* [Supplied text]:
Mental health affects us all, I am no different.
With mental health awareness week drawing to a close this seems an appropriate time to talk about this year’s theme, stress. We all have felt stressed at some point and know what it’s like to feel stressed, this is part of everyday life. However, when you become overwhelmed by the negative chatter or are unable to implement sufficient coping mechanisms, this may lead to mental health problems or make existing problems worse.
Mental health issues affects us all at some point in our lives and it is important we are able to talk about these issues more openly, find advice and receive support.
For the last two years, I have worked daily to control my thoughts and feelings, improve my focus in and out of competition and most importantly to remain present in the moment.
Rewind 18 months ago and I was struggling within and outside of athletics to be fully present and enjoy training and competitions. I felt elements of fear and anxiety about competing which certainly didn’t enhance my performance in these competitions. This coupled with everyday life stresses also had an impact on my relationships and work, albeit some larger impacts than others.
It seemed that just as I was getting to grips with managing these everyday stresses in an efficient and effective way, and feeling in a much more positive mind set, that a spanner was thrown into the works.
On Wednesday 18th April I fully ruptured my Achilles on my left (Talipes Equinovarus affected) leg. There was no pain or pre warning before it happened. It just happened seemingly out of nowhere. Training was going extremely well, I was achieving personal bests in many different aspects and felt in the best shape of my life, ready to challenge for gold this year at the European Championships in August. I had made every right decision; leaving my clinical practice to focus on athletics, taking the right recovery measures, making many sacrifices and still this happened.
I started to notice almost immediately following the injury that there was an increase in the number of negative thoughts I had. I have had days where I have felt low and frustrated at times. Fortunately, through practicing mindfulness and meditation daily over the past two years I was able to regulate my emotions and my ability to handle these stresses.
“I think this idea is perhaps best reflected by the blue sky analogy, where no matter how cloudy the sky becomes, there is always blue sky on the other side” – Andy Puddicombe, Headspace
That’s not to say that it hasn’t been challenging, but immediately following surgery, I began meditating twice a day, in a bid to calm myself and remain as present as possible. Being aware of these thoughts and accepting them for what they are, as just thoughts, is a skill I’m working hard on. No matter how turbulent your mind can feel, there is a place of stillness beyond it all.

* [Work instructions]: Retype the part of the mental health post starting with "Rewind 18 months" and going on through "into the works.", word for word.

[Items from a dataset]
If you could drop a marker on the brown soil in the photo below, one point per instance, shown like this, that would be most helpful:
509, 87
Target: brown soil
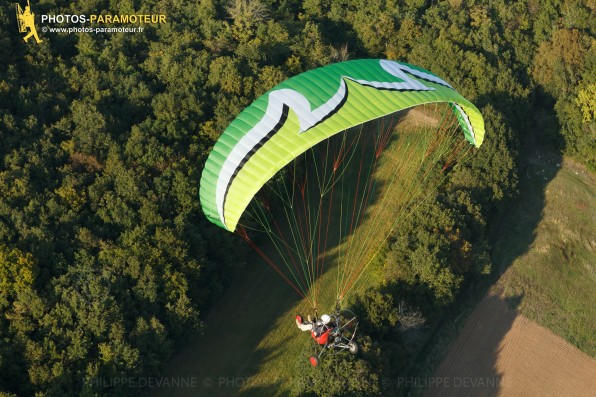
502, 353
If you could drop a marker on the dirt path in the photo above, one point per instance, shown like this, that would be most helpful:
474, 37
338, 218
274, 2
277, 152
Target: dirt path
501, 353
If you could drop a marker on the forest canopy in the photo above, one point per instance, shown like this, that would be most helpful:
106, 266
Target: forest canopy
107, 263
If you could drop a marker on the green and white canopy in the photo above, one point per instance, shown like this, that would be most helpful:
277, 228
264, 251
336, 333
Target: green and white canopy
307, 109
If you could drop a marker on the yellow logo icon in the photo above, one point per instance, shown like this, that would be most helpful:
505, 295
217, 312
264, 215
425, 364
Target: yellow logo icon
25, 20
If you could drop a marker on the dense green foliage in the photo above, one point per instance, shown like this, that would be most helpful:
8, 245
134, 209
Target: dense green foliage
106, 262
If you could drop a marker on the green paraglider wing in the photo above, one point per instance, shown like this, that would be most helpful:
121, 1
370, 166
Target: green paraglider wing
307, 109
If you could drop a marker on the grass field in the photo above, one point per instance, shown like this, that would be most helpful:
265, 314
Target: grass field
551, 266
546, 251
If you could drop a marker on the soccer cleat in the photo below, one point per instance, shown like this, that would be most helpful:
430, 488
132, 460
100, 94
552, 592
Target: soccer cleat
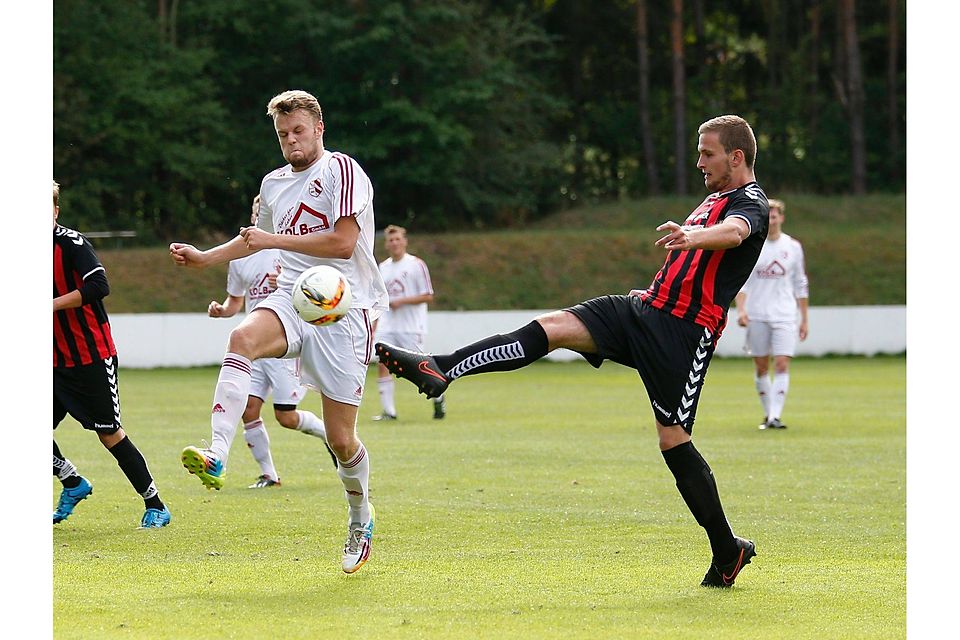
155, 518
265, 481
419, 368
204, 465
356, 551
723, 576
69, 498
775, 424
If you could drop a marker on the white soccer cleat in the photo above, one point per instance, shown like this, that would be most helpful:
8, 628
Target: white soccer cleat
356, 550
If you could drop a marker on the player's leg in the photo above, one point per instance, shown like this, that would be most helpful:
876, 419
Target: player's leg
501, 352
261, 334
256, 436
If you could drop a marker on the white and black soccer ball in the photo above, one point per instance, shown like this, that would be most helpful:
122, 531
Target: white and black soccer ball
321, 295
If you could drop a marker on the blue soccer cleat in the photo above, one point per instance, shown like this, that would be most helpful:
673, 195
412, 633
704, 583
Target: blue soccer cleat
203, 464
69, 498
155, 518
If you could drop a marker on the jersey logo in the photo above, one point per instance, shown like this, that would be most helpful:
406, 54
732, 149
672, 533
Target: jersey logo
305, 221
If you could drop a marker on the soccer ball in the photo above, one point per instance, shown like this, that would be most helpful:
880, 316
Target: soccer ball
321, 295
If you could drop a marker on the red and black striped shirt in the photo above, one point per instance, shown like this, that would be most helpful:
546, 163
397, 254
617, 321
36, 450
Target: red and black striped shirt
82, 335
699, 285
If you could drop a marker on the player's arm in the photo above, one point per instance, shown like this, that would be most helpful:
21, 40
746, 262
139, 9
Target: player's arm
726, 235
339, 244
227, 309
187, 255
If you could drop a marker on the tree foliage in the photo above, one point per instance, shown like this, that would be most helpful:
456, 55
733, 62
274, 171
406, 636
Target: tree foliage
472, 113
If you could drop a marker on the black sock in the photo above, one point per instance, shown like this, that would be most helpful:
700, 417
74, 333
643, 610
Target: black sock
502, 352
134, 466
60, 464
699, 490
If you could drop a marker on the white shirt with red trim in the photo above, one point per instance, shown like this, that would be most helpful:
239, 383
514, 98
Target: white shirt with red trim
311, 201
404, 278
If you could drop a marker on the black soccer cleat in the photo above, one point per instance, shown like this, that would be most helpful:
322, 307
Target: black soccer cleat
419, 368
723, 576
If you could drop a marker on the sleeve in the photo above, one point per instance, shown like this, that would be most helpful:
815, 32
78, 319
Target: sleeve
235, 284
751, 205
351, 187
801, 284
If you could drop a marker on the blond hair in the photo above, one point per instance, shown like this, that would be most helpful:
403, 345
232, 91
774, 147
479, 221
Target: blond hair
289, 101
735, 133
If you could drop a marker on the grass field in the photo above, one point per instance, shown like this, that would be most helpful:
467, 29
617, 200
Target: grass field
539, 508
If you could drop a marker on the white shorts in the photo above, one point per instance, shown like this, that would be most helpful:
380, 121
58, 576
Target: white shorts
273, 376
334, 358
409, 341
771, 338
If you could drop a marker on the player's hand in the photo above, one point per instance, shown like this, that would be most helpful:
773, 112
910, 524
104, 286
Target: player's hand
677, 237
185, 255
256, 238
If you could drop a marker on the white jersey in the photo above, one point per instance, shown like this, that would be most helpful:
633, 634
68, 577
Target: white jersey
247, 277
311, 201
777, 281
404, 278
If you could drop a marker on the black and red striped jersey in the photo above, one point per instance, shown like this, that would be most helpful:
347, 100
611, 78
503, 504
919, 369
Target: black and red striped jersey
699, 285
82, 335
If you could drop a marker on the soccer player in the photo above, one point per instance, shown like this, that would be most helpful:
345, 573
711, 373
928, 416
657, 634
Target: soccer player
249, 281
405, 323
767, 306
317, 209
85, 373
667, 332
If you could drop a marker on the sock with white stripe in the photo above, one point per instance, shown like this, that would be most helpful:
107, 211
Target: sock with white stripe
355, 476
258, 440
778, 393
386, 386
763, 390
229, 400
502, 352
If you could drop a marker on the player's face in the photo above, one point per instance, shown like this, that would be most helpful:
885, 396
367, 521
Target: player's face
714, 162
300, 134
395, 244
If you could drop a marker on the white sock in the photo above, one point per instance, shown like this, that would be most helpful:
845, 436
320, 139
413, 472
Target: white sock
229, 400
386, 386
778, 394
258, 440
763, 390
355, 476
311, 425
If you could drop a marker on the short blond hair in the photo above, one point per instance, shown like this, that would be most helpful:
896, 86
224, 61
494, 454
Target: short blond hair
735, 133
289, 101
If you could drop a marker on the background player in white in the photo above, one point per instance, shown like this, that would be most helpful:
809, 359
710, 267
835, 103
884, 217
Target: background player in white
405, 323
317, 209
249, 281
767, 306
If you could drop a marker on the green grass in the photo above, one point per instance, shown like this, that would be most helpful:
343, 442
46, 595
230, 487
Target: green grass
539, 508
855, 249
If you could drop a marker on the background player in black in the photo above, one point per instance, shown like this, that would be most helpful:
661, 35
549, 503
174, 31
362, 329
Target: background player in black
668, 332
85, 372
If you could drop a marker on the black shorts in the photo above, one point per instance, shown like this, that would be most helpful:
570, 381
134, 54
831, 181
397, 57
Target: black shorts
90, 394
670, 354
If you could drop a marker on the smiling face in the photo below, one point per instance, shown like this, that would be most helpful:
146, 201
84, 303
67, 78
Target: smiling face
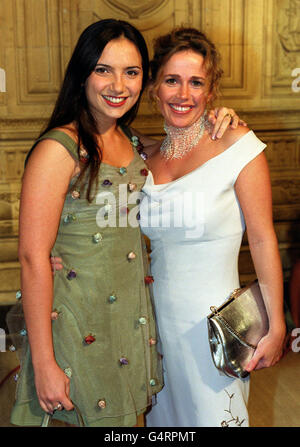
183, 89
114, 86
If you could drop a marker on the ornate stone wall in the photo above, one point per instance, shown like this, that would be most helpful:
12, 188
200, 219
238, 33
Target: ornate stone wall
260, 46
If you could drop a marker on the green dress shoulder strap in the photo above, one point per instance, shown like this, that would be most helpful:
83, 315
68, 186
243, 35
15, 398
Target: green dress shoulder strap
60, 136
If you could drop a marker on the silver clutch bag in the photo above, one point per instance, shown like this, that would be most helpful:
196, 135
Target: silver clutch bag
235, 328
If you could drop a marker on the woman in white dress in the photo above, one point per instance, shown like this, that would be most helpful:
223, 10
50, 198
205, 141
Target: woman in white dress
199, 196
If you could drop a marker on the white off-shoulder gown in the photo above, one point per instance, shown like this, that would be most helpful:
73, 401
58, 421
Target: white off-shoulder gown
195, 225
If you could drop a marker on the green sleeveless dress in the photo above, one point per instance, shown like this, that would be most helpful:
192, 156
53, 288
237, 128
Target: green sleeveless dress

* [Response area]:
Rewind 18 months ago and I was struggling within and outside of athletics to be fully present and enjoy training and competitions. I felt elements of fear and anxiety about competing which certainly didn’t enhance my performance in these competitions. This coupled with everyday life stresses also had an impact on my relationships and work, albeit some larger impacts than others.
It seemed that just as I was getting to grips with managing these everyday stresses in an efficient and effective way, and feeling in a much more positive mind set, that a spanner was thrown into the works.